··· Given entries
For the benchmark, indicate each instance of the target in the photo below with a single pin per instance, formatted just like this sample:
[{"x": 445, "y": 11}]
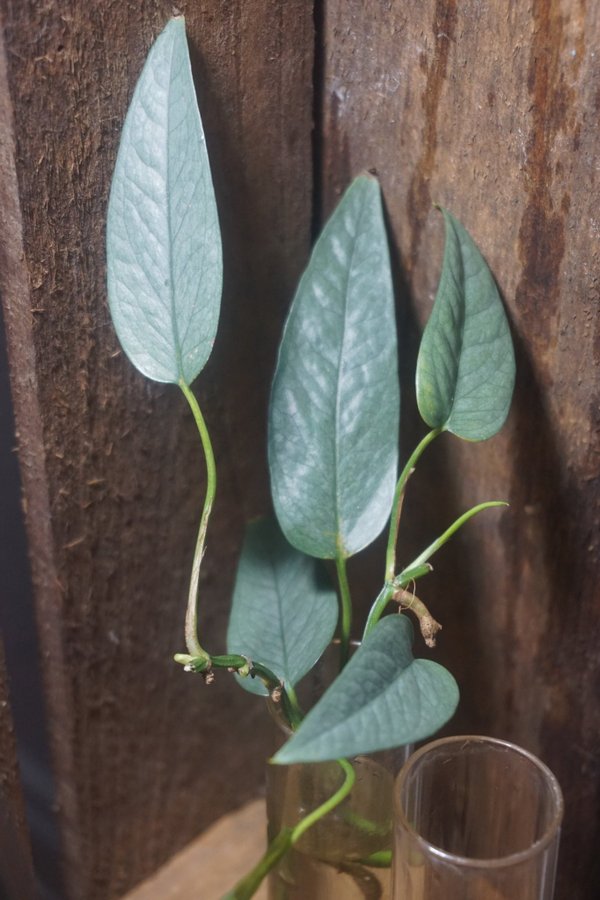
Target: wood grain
[
  {"x": 16, "y": 872},
  {"x": 214, "y": 862},
  {"x": 491, "y": 109},
  {"x": 145, "y": 756}
]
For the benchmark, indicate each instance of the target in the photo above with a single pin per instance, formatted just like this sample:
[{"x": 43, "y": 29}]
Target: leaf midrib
[
  {"x": 174, "y": 322},
  {"x": 341, "y": 551}
]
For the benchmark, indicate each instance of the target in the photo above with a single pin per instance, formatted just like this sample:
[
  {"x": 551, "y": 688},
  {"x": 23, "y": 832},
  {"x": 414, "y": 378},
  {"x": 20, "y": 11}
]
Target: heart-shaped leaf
[
  {"x": 466, "y": 363},
  {"x": 163, "y": 240},
  {"x": 284, "y": 609},
  {"x": 333, "y": 426},
  {"x": 383, "y": 698}
]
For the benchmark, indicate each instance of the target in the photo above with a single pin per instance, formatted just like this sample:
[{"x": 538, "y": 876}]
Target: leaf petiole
[
  {"x": 443, "y": 538},
  {"x": 191, "y": 617},
  {"x": 390, "y": 559}
]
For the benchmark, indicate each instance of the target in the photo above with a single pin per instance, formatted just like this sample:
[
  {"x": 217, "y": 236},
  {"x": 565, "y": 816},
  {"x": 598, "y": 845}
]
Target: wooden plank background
[
  {"x": 146, "y": 757},
  {"x": 16, "y": 872},
  {"x": 491, "y": 110},
  {"x": 488, "y": 108}
]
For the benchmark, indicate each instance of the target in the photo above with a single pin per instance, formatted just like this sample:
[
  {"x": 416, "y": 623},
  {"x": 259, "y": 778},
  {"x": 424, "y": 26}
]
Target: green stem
[
  {"x": 296, "y": 714},
  {"x": 433, "y": 548},
  {"x": 248, "y": 886},
  {"x": 377, "y": 610},
  {"x": 382, "y": 859},
  {"x": 330, "y": 804},
  {"x": 279, "y": 846},
  {"x": 191, "y": 617},
  {"x": 346, "y": 610},
  {"x": 390, "y": 559}
]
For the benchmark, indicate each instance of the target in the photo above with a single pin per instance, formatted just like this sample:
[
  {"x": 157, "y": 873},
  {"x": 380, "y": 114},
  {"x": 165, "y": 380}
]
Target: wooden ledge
[{"x": 213, "y": 863}]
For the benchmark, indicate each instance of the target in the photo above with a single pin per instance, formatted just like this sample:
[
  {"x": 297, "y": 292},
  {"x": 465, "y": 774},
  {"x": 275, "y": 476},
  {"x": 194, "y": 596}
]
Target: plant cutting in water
[{"x": 333, "y": 429}]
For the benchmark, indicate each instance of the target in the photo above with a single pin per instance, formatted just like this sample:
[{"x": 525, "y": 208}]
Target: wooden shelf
[{"x": 213, "y": 863}]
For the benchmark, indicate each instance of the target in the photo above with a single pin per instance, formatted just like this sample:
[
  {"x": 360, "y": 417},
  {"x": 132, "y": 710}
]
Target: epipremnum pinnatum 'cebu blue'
[
  {"x": 333, "y": 428},
  {"x": 284, "y": 608},
  {"x": 383, "y": 698},
  {"x": 335, "y": 403},
  {"x": 163, "y": 241},
  {"x": 466, "y": 363}
]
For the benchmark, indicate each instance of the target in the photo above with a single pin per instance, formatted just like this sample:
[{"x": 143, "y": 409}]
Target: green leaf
[
  {"x": 335, "y": 406},
  {"x": 383, "y": 698},
  {"x": 466, "y": 363},
  {"x": 163, "y": 240},
  {"x": 284, "y": 610}
]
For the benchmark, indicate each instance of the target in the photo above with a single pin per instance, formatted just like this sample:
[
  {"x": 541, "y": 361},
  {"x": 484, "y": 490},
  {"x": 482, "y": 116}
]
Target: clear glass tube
[{"x": 475, "y": 819}]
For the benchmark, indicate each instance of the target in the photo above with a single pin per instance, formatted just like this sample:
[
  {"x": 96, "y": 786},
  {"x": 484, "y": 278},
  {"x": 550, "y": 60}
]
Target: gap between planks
[{"x": 213, "y": 863}]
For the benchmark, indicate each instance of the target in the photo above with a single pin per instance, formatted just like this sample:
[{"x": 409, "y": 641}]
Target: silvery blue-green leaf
[
  {"x": 466, "y": 363},
  {"x": 383, "y": 698},
  {"x": 163, "y": 240},
  {"x": 284, "y": 610},
  {"x": 334, "y": 413}
]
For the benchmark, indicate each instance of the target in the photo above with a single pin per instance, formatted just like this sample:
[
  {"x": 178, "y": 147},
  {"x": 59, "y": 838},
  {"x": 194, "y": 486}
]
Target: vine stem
[
  {"x": 346, "y": 609},
  {"x": 191, "y": 617},
  {"x": 286, "y": 838},
  {"x": 390, "y": 558}
]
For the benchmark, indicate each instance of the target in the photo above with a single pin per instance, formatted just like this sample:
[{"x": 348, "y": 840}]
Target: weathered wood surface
[
  {"x": 145, "y": 755},
  {"x": 212, "y": 864},
  {"x": 491, "y": 109},
  {"x": 16, "y": 872}
]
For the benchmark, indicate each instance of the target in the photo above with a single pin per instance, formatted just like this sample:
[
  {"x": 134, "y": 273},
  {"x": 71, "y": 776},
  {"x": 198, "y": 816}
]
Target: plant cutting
[{"x": 333, "y": 438}]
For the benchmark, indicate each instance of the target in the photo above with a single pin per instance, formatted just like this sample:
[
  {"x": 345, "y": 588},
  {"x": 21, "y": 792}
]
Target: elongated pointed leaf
[
  {"x": 383, "y": 698},
  {"x": 284, "y": 609},
  {"x": 333, "y": 428},
  {"x": 163, "y": 240},
  {"x": 466, "y": 364}
]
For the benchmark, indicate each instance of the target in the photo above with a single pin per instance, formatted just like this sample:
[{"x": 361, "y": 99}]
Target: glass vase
[
  {"x": 333, "y": 860},
  {"x": 475, "y": 819}
]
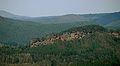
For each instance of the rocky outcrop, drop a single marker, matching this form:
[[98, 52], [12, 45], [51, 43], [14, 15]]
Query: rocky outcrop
[[51, 39]]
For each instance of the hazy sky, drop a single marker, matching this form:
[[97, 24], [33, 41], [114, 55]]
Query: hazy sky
[[58, 7]]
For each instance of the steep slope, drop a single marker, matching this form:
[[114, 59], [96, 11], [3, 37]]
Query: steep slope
[[97, 47], [114, 25], [16, 31]]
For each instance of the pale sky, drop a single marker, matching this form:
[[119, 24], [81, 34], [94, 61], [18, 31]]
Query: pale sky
[[36, 8]]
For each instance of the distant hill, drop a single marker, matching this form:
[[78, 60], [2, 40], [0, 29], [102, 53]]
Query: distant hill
[[13, 16], [17, 31], [14, 27], [101, 18]]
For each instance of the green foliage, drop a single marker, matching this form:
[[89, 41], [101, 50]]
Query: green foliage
[[97, 48]]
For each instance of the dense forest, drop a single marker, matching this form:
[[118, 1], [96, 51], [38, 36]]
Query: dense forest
[[100, 46]]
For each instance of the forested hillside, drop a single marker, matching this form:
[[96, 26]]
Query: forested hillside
[[20, 32], [98, 46]]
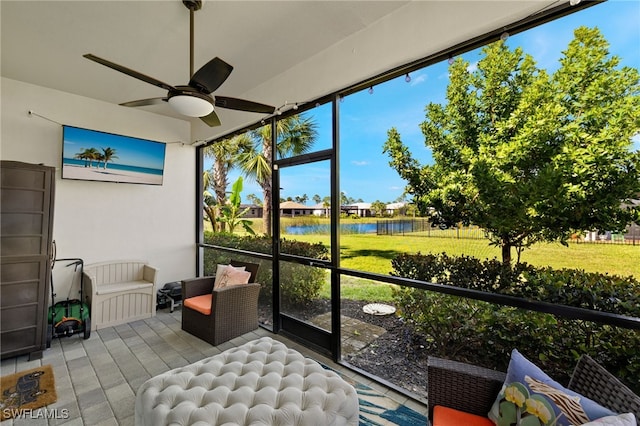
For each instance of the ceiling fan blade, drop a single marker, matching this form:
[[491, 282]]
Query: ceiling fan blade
[[242, 105], [211, 75], [145, 102], [212, 119], [130, 72]]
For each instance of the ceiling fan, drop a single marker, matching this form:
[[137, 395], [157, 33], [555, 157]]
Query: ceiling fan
[[195, 99]]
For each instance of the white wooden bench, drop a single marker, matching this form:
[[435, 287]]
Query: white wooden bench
[[120, 291]]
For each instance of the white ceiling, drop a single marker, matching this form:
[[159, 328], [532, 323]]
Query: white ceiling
[[43, 41]]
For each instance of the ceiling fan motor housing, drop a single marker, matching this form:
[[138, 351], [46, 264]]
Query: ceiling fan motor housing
[[192, 4]]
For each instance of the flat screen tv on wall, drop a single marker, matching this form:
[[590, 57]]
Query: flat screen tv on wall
[[107, 157]]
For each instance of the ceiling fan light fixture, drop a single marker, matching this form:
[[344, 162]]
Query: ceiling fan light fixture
[[191, 106]]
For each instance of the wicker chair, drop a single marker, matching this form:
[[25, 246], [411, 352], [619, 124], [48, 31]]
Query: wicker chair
[[473, 389], [234, 309]]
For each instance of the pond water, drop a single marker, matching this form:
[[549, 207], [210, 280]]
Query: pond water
[[345, 228]]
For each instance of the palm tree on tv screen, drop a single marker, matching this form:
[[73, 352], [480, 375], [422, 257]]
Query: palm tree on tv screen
[[107, 155]]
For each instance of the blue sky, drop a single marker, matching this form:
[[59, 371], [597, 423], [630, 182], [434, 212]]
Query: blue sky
[[129, 151], [366, 117]]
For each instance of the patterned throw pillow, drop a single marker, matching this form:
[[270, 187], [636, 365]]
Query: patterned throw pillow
[[529, 397], [222, 274], [233, 276], [626, 419]]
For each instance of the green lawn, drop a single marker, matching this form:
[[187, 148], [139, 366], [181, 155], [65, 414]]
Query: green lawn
[[373, 253]]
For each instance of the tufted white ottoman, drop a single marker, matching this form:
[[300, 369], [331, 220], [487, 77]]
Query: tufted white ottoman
[[259, 383]]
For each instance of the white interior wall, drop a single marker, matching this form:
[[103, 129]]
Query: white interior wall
[[99, 221]]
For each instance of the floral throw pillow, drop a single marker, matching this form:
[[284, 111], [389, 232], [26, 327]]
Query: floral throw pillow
[[529, 397]]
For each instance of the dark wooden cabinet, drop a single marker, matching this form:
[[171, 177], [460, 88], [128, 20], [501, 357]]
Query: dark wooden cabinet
[[26, 210]]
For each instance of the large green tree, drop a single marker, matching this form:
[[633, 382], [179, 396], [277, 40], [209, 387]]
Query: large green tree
[[296, 135], [527, 155]]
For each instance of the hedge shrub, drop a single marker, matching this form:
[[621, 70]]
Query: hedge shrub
[[300, 284], [484, 333]]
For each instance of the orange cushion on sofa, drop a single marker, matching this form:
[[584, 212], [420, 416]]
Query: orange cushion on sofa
[[201, 304], [444, 416]]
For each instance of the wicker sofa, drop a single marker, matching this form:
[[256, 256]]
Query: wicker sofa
[[233, 311], [473, 389]]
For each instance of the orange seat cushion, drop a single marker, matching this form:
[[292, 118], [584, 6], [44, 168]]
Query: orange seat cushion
[[444, 416], [201, 304]]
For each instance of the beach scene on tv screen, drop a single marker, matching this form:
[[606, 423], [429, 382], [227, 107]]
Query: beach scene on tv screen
[[98, 156]]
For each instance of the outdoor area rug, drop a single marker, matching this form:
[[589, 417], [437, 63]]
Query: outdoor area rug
[[378, 409], [27, 390]]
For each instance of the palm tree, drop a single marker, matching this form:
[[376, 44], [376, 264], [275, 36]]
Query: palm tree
[[296, 135], [108, 153], [224, 154], [209, 203]]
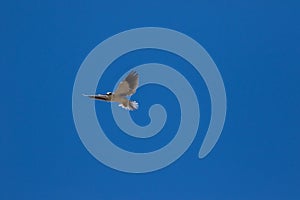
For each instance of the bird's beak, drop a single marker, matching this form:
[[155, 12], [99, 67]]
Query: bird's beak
[[98, 96]]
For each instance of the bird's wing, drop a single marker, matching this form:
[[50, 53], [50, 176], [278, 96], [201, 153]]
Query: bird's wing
······
Prompt: Recast the items as a Markdown table with the columns "Row" and "Text", starting with the line containing "For each instance of the wicker chair, drop" and going on through the line containing "[[473, 389], [234, 309]]". Number each line in order and omit any blank lines.

Response:
| Row | Text |
|---|---|
| 1 | For each instance of the wicker chair, drop a single marker, matching this form: |
| 2 | [[25, 246], [411, 352], [619, 124], [48, 31]] |
| 3 | Query: wicker chair |
| 4 | [[473, 389], [234, 309]] |